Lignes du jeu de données
"""

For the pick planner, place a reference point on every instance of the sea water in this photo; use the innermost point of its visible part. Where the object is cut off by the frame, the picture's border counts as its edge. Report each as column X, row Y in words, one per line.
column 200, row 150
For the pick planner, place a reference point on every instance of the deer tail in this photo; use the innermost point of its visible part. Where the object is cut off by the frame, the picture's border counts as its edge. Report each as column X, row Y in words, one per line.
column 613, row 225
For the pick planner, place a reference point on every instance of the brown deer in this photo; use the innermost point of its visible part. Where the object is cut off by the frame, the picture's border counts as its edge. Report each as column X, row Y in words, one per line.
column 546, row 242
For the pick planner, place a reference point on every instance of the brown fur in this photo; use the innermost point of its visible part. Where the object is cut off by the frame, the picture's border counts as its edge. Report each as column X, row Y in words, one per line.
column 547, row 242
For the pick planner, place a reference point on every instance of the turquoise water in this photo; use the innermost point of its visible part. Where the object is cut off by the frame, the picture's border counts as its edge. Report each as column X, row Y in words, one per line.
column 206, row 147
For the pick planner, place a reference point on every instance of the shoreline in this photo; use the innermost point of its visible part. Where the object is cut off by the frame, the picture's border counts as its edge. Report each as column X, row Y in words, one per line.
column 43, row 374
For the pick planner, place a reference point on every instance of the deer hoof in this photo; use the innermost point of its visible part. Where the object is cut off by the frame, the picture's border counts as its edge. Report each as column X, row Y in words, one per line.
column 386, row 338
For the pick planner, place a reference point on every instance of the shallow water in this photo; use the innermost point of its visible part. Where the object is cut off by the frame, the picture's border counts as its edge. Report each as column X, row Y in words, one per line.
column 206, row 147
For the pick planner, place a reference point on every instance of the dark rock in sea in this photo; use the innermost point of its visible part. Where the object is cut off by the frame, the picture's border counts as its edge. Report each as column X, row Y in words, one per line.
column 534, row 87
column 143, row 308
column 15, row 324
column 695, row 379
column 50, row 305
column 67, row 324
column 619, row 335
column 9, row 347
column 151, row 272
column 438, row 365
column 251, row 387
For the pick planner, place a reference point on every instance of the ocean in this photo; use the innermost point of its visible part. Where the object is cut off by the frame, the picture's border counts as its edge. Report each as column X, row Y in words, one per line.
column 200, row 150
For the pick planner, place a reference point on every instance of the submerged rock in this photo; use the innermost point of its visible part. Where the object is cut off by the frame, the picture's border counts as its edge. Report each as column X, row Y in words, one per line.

"""

### Énoncé
Exprimez, s'il vous plaît, l'ensemble de la liste ci-dessus sous forme de tableau JSON de chaînes, à raison d'une chaîne par ligne, sans les lignes vides.

### Corrigé
[
  "For the pick planner, place a reference point on every instance of the sea water in this photo; use the innermost point of its visible part. Where the object is cut off by the frame, the picture's border counts as its edge. Report each as column X, row Y in words, one per line.",
  "column 200, row 150",
  "For the pick planner, place a reference point on every instance of the deer tail in this photo; use the innermost point of its visible part. Where the object is cut off by the frame, the picture's border counts as its edge. Report each as column X, row Y in words, one per line.",
  "column 613, row 225",
  "For the pick planner, place a reference point on every instance of the brown deer in this photo; use the innermost point of its visible part. Where the object is cut off by the frame, the picture's border counts as its edge. Report each as column X, row Y in words, one per line.",
  "column 546, row 242",
  "For the pick planner, place a reference point on every instance of the brown fur in this photo; use the innermost point of its visible part. Where the object is cut off by the frame, the picture's border counts as its edge. Report each as column X, row Y in words, one per line.",
  "column 547, row 242",
  "For the pick planner, place a reference point on every instance of the turquoise water in this photo; use the innermost point of its visible part. Where the object is cut off by the frame, the picture's border counts as its edge. Report each as column X, row Y in words, one per line.",
  "column 206, row 147",
  "For the pick planner, place a reference point on every instance of the shoreline in this photo; use the innermost point of its visible part. Where the object is cut off by the frame, the picture's border counts as its edge. Report each as column X, row Y in words, one per line.",
  "column 43, row 374",
  "For the pick planner, place a reference point on every instance of the deer hoof in this photo; use the innermost point of its visible part. Where the object is cut off by the frame, the picture's border counts as its edge. Report each as column X, row Y in words, one per line.",
  "column 386, row 338",
  "For the pick planner, place a reference point on every instance of the shallow water in this photo; use the innermost point of its visible part. Where the object is cut off by the frame, the picture's border counts as its edge. Report each as column X, row Y in words, one per line.",
  "column 206, row 147",
  "For the pick planner, place a reference point on every instance of the dark rock in sea in this photo; use the innermost point of its visible part. Where the object is cut off by the frame, the picture's border counts as its edge. Report each as column X, row Y in words, one per line.",
  "column 534, row 87",
  "column 143, row 308",
  "column 15, row 324",
  "column 695, row 379",
  "column 50, row 305",
  "column 67, row 324",
  "column 619, row 335",
  "column 9, row 347",
  "column 151, row 272",
  "column 438, row 365",
  "column 251, row 387",
  "For the pick planner, place a reference point on every instance of the ocean in this photo; use the innermost point of its visible part. Where the object is cut off by the frame, the picture's border counts as its edge. Report each as column X, row Y in words, one per line.",
  "column 200, row 150",
  "For the pick planner, place a reference point on every instance of the submerged rock in this photo; use the innermost point of its visible part. Where the object is cut off by the frame, the picture's border counts as its edge. Report each as column X, row Y in words, one per line."
]